* [BRIEF]: Go through the data below and return each line containing the word "image".

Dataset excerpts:

______

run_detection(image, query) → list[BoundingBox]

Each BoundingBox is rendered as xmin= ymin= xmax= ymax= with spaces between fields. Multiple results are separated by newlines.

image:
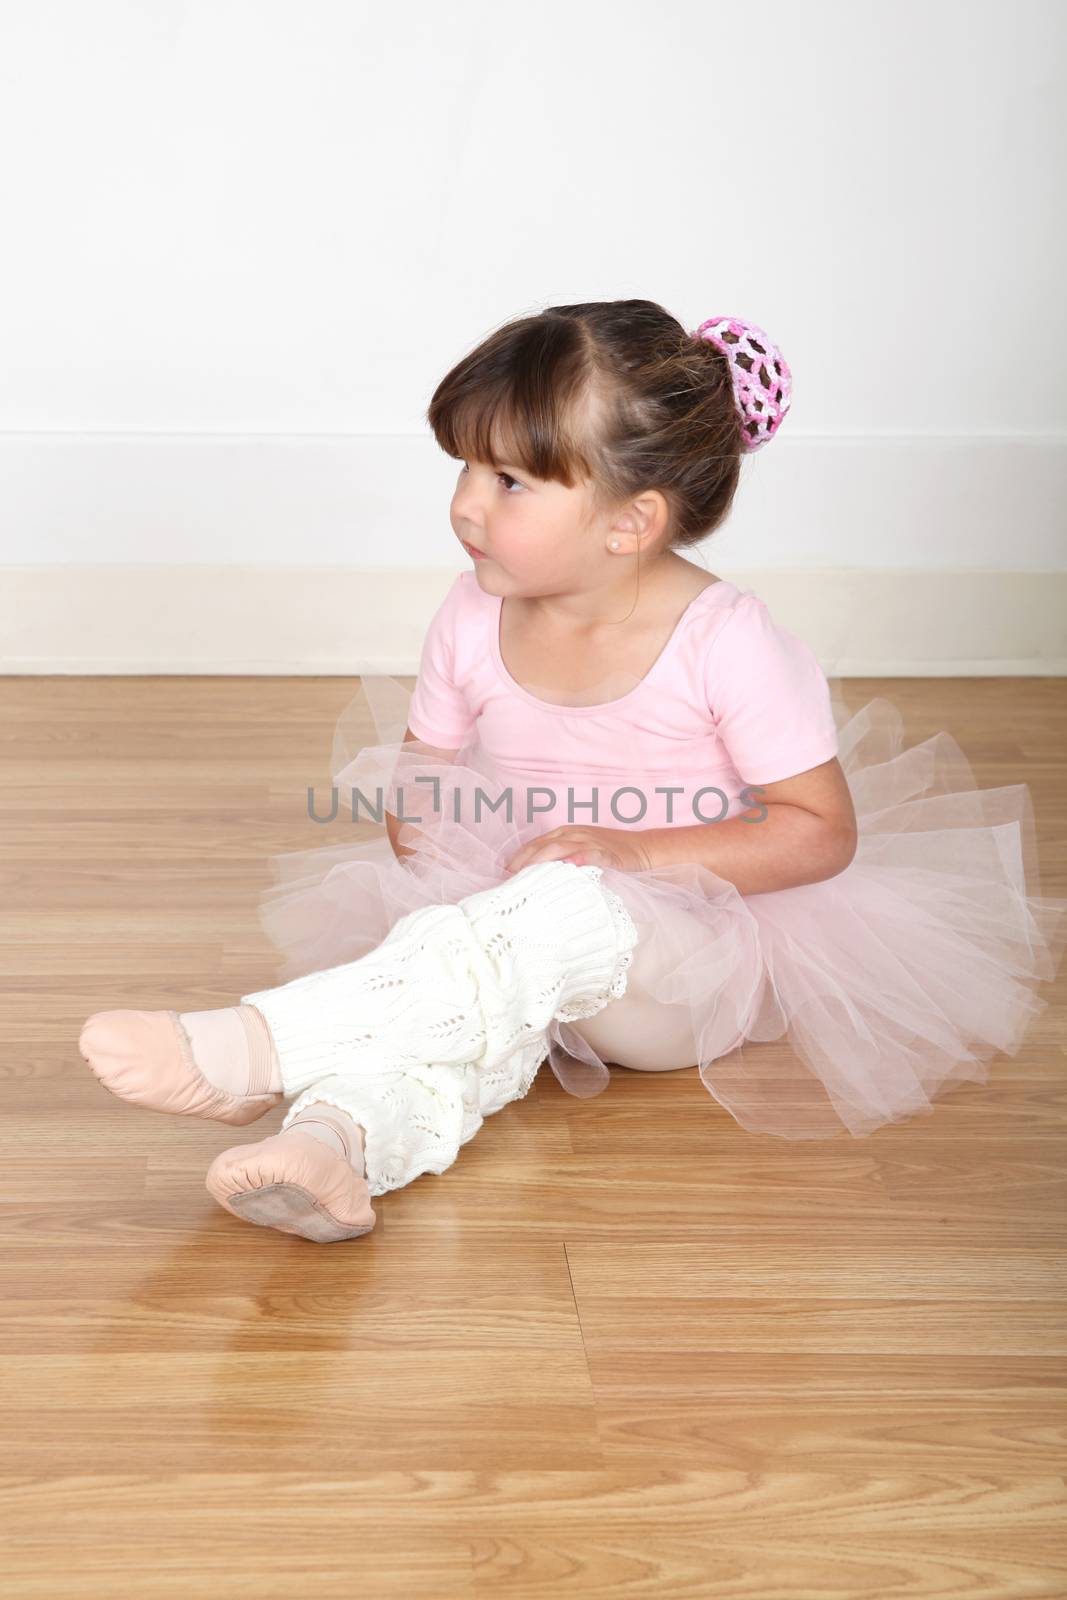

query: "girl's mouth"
xmin=463 ymin=541 xmax=488 ymax=560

______

* [REPLY]:
run_detection(image, query) → list[BoundingBox]
image:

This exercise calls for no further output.